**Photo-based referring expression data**
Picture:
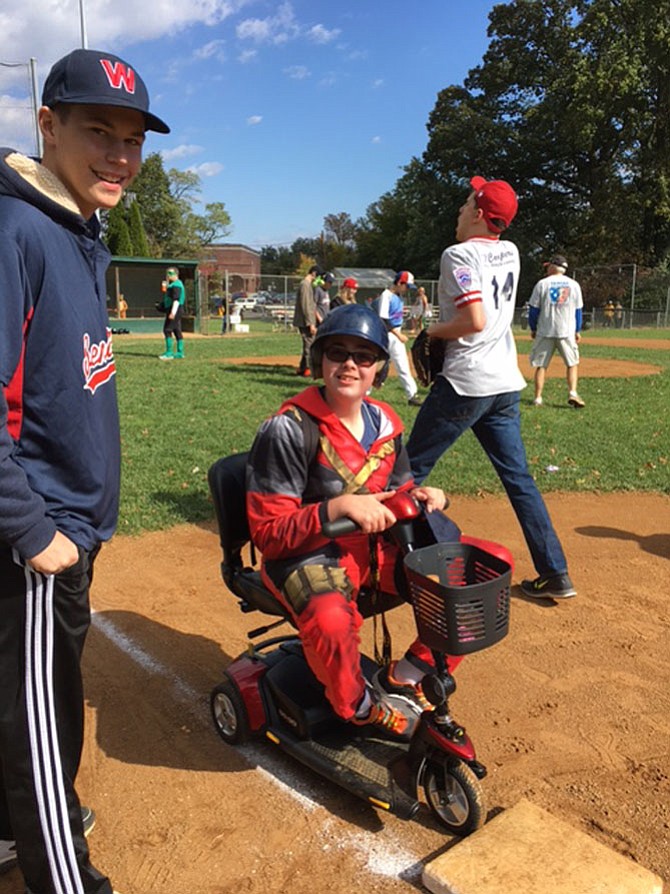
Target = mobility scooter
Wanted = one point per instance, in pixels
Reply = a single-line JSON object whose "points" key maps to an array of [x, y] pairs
{"points": [[460, 593]]}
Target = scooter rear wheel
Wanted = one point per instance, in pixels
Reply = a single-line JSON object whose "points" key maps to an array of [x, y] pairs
{"points": [[454, 796], [229, 713]]}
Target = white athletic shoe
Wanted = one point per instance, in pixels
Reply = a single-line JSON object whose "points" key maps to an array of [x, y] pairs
{"points": [[8, 858]]}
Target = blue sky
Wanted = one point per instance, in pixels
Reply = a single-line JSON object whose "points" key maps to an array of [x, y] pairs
{"points": [[288, 110]]}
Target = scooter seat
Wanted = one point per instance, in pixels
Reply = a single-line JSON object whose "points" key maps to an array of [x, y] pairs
{"points": [[247, 585]]}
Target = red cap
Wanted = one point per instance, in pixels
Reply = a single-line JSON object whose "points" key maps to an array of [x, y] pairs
{"points": [[497, 200]]}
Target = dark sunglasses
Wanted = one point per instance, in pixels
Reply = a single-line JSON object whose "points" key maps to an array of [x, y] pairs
{"points": [[337, 354]]}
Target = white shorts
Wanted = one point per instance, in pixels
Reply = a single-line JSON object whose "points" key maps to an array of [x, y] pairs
{"points": [[543, 350]]}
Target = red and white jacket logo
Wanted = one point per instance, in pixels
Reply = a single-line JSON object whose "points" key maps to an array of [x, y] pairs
{"points": [[119, 75], [98, 364]]}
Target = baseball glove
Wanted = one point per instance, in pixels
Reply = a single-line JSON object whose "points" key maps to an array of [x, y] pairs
{"points": [[428, 357]]}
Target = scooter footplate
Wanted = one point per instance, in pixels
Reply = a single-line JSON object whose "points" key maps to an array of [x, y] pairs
{"points": [[361, 766]]}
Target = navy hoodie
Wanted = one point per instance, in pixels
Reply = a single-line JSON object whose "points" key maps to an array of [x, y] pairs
{"points": [[59, 426]]}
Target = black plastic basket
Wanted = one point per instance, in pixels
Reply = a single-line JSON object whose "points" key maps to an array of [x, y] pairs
{"points": [[466, 608]]}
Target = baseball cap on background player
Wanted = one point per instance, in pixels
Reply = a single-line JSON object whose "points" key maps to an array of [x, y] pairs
{"points": [[404, 277], [91, 77], [557, 261], [497, 201]]}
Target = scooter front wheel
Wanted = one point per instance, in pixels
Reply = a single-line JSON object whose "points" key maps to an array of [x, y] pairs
{"points": [[454, 796], [229, 713]]}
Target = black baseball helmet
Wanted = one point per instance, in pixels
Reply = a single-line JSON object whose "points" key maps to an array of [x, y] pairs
{"points": [[355, 320]]}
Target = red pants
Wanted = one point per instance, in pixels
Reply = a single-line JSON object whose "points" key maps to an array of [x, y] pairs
{"points": [[329, 623]]}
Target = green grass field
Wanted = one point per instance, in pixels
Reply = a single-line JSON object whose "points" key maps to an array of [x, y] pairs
{"points": [[177, 418]]}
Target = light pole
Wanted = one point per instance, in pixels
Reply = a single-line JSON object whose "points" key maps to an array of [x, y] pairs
{"points": [[82, 25]]}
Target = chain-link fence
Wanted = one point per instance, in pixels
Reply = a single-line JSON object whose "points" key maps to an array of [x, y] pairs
{"points": [[273, 299]]}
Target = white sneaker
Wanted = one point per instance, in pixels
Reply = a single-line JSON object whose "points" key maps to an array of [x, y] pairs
{"points": [[8, 858]]}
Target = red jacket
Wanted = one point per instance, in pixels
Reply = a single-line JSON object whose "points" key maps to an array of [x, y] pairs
{"points": [[287, 494]]}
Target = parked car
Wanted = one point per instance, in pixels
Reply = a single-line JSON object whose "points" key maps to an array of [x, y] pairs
{"points": [[246, 303]]}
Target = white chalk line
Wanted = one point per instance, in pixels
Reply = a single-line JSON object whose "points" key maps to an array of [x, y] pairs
{"points": [[385, 858]]}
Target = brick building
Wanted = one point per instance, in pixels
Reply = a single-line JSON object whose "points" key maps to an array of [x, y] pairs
{"points": [[241, 263]]}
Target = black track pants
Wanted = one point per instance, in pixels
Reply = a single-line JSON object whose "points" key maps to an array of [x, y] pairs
{"points": [[43, 625]]}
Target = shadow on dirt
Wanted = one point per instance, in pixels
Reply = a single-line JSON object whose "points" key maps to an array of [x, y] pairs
{"points": [[656, 544]]}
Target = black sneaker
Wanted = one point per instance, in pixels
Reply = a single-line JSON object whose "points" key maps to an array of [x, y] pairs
{"points": [[8, 858], [549, 586], [386, 684], [386, 720]]}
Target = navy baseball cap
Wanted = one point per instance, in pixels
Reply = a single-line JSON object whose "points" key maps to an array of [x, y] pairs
{"points": [[404, 277], [91, 77]]}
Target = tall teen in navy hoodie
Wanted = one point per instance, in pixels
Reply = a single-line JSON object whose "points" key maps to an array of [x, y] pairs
{"points": [[59, 447]]}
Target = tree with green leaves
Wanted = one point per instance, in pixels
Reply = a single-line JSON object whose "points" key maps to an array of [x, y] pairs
{"points": [[117, 235], [138, 237], [166, 201]]}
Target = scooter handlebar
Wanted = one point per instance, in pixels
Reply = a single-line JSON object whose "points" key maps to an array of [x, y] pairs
{"points": [[339, 527], [402, 505]]}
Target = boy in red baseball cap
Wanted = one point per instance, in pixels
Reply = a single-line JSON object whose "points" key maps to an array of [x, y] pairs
{"points": [[480, 382], [59, 448]]}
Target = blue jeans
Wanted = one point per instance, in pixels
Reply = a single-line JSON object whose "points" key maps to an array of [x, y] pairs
{"points": [[496, 423]]}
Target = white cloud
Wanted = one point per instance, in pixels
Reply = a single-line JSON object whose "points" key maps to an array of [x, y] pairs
{"points": [[48, 31], [283, 27], [276, 29], [319, 34], [206, 169], [297, 72], [213, 49], [183, 151], [18, 124]]}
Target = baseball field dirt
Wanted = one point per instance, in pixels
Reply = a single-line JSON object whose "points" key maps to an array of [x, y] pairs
{"points": [[571, 711]]}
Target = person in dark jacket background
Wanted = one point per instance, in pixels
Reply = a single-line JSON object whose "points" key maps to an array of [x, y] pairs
{"points": [[59, 448]]}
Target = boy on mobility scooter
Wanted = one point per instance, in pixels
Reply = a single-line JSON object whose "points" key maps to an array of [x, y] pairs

**WHAT TO WORK ON**
Every record above should be transcribed exactly; the pictures stay out of the copy.

**EXERCISE RESPONSE**
Picture:
Target = mobility scooter
Wanted = one point per instance, in pixels
Reply = a single-line JSON object whose "points" key maps to an array of [x, y] pairs
{"points": [[460, 593]]}
Target = scooter rear wheel
Wanted = one point per instance, in pixels
Reply = a single-line JSON object whose "points" key maps to an array of [x, y] pairs
{"points": [[454, 796], [229, 713]]}
Target = white athletic shoe
Wanted = one point per instance, in pixels
Reply = a single-line JSON object whose "points" key maps to an array of [x, y] pairs
{"points": [[8, 858]]}
Target = blue sky
Wanted = one point per instance, in pixels
Reply = a single-line JSON object whose "points" key maps to an array of [x, y] pairs
{"points": [[288, 110]]}
Target = scooter seat
Wanted = one point per instance, in pixels
Reply = a single-line JSON object whose "points" key maps to an array of [x, y] pairs
{"points": [[247, 585]]}
Target = red cap
Wanted = one point per instance, in pixels
Reply = a single-line JSON object whose "points" key maps to an array of [x, y] pairs
{"points": [[497, 200]]}
Target = dark sunglasses
Wanted = one point per instance, in pixels
Reply = a single-line JSON object whose "points" key maps to an array of [x, y] pairs
{"points": [[337, 354]]}
Target = white shorts
Wanted = one point per instance, in pixels
Reply = a single-line JSON object whose "points" key maps to an array of [x, y] pairs
{"points": [[543, 350]]}
Target = red and white jacket logo
Wanted = one point per instance, in pixels
Reply = a single-line JSON object whose "points" key maps to an array of [x, y] pairs
{"points": [[119, 75], [98, 364]]}
Target = baseball glove
Wanted = one point per instance, in pixels
Reply = a single-line JSON object whose "points" key maps to an array of [x, y] pairs
{"points": [[428, 357]]}
Target = scooter footplate
Wanted = one point per instance, in pixels
Reply = a single-line JSON object whose "points" key maps to an array of [x, y] pairs
{"points": [[361, 766]]}
Target = navy hoodie
Wanted = one point per instance, in pixels
Reply = a single-line JSON object whose "points" key maps to an array of [x, y] pairs
{"points": [[59, 426]]}
Target = black plastic basket
Wanted = one point per instance, in pixels
Reply = a single-line JSON object whose "points" key maps to an array of [x, y] pairs
{"points": [[466, 608]]}
Target = baseball cap on background player
Wanted = one point per instance, in pixels
Reply = a single-line JSON object whose "points" key maps to an array of [x, y] pairs
{"points": [[404, 277], [91, 77], [557, 261], [497, 201]]}
Target = scooter front wheel
Wanted = one point per instance, in pixels
Reply = a single-line JSON object whose "points" key maps to an array of [x, y] pairs
{"points": [[454, 796], [229, 713]]}
Target = black baseball helmet
Wanted = one point per instance, in pixels
Reply = a single-line JSON object whose "points" key maps to an array of [x, y] pairs
{"points": [[355, 320]]}
Target = red pants
Wanted = one point per instance, in pixels
Reply = a single-line JSON object whose "points" key maps to an array of [x, y] pairs
{"points": [[329, 623]]}
Target = green grass field
Wanted = one point per instance, in pixels
Reply = a single-line JSON object whose "points" key maps to an array of [x, y] pairs
{"points": [[177, 418]]}
Target = light pole
Wanted = one point per instance, in pixels
Reply = a single-line JSON object whose "points" key maps to an array of [x, y] pairs
{"points": [[82, 25]]}
Target = chain-link fence
Wanted = one point per instance, in pixels
Reply = a single-line JSON object whose "points" key maps to an array of [x, y] pairs
{"points": [[273, 299]]}
Target = white sneaker
Wanted = one point per instance, in pixels
Reply = a single-line JSON object whose "points" key maps to an array of [x, y] pairs
{"points": [[8, 858]]}
Target = red jacket
Wanted = one point per instance, in pixels
Reply = a single-line JSON object whose "points" key maps to an array of [x, y] pairs
{"points": [[287, 494]]}
Target = parked car
Wanted = one point per instance, in pixels
Reply = a single-line JSON object whose "points" key maps to an array of [x, y] pairs
{"points": [[246, 303]]}
Target = white chalk line
Wanted = one point per instance, in pixels
Reply = a single-line JSON object whose "points" key maps to an array of [x, y] pairs
{"points": [[385, 858]]}
Target = brick building
Wanted = one point per instance, in pixels
Reply = a single-line JSON object whose "points" key maps to an array of [x, y] pairs
{"points": [[241, 263]]}
Target = black track pants
Wanted = one point per instance, in pixels
Reply = a single-line JSON object whose "points" key maps to an array of [x, y] pairs
{"points": [[43, 625]]}
Target = shadow on dirt
Wanted = one point per instance, in pixels
Reply = a single-line JSON object whose "points" key maps to an array of [x, y] pairs
{"points": [[656, 544]]}
Target = black sneaker
Wanted = one point per instance, in pixels
Reply = a single-line JSON object whose "points" key maps to an array of [x, y] pairs
{"points": [[8, 858], [549, 586], [386, 684], [386, 720]]}
Target = navy baseball cap
Wanted = one point per instance, in pixels
Reply = a single-line JSON object whose "points" key maps to an array of [x, y] pairs
{"points": [[404, 277], [91, 77]]}
Target = tall teen in navy hoodie
Wanted = one point per instance, in pixels
Reply = a single-line JSON object whose "points" key maps to an array of [x, y] pairs
{"points": [[59, 447]]}
Target = tree with green leaves
Wanted = one point per instance, in pixels
Reply = a single-line JSON object whose "points" key maps to an array of [x, y] pairs
{"points": [[117, 235], [138, 237], [166, 201]]}
Target = scooter handlebar
Wanted = one point per instance, in pixels
Reply = a single-line JSON object whose "points" key maps to an array of [x, y] pairs
{"points": [[339, 527], [402, 505]]}
Target = boy in red baseball cap
Wanted = one point per instance, in pixels
Reply = a single-line JSON object whose "points" key maps to an array of [x, y] pairs
{"points": [[480, 382], [59, 448]]}
Target = blue jeans
Wanted = one point per instance, in pixels
Reply = a single-line JSON object whose "points" key maps to an array of [x, y] pairs
{"points": [[496, 423]]}
Target = white cloud
Wanted = one point per instance, in pixels
Reply = a single-line JSON object whose "points" key maps to an array of [x, y] pairs
{"points": [[48, 31], [283, 27], [276, 29], [319, 34], [206, 169], [297, 72], [213, 49], [183, 151], [18, 124]]}
Target = baseball field dirt
Wanted = one point per instance, in pixels
Reply = a single-line JSON object whose "points" key maps to an array of [x, y] pairs
{"points": [[571, 711]]}
Target = person in dark jacket background
Wanted = one point per instance, in pixels
Reply = a single-line JSON object whose "points" key maps to an array of [x, y] pairs
{"points": [[59, 448]]}
Target = boy on mobility scooter
Wanted = one point per instance, in pixels
Reply = a single-line JSON object whose "points" key maps to an array of [x, y] pairs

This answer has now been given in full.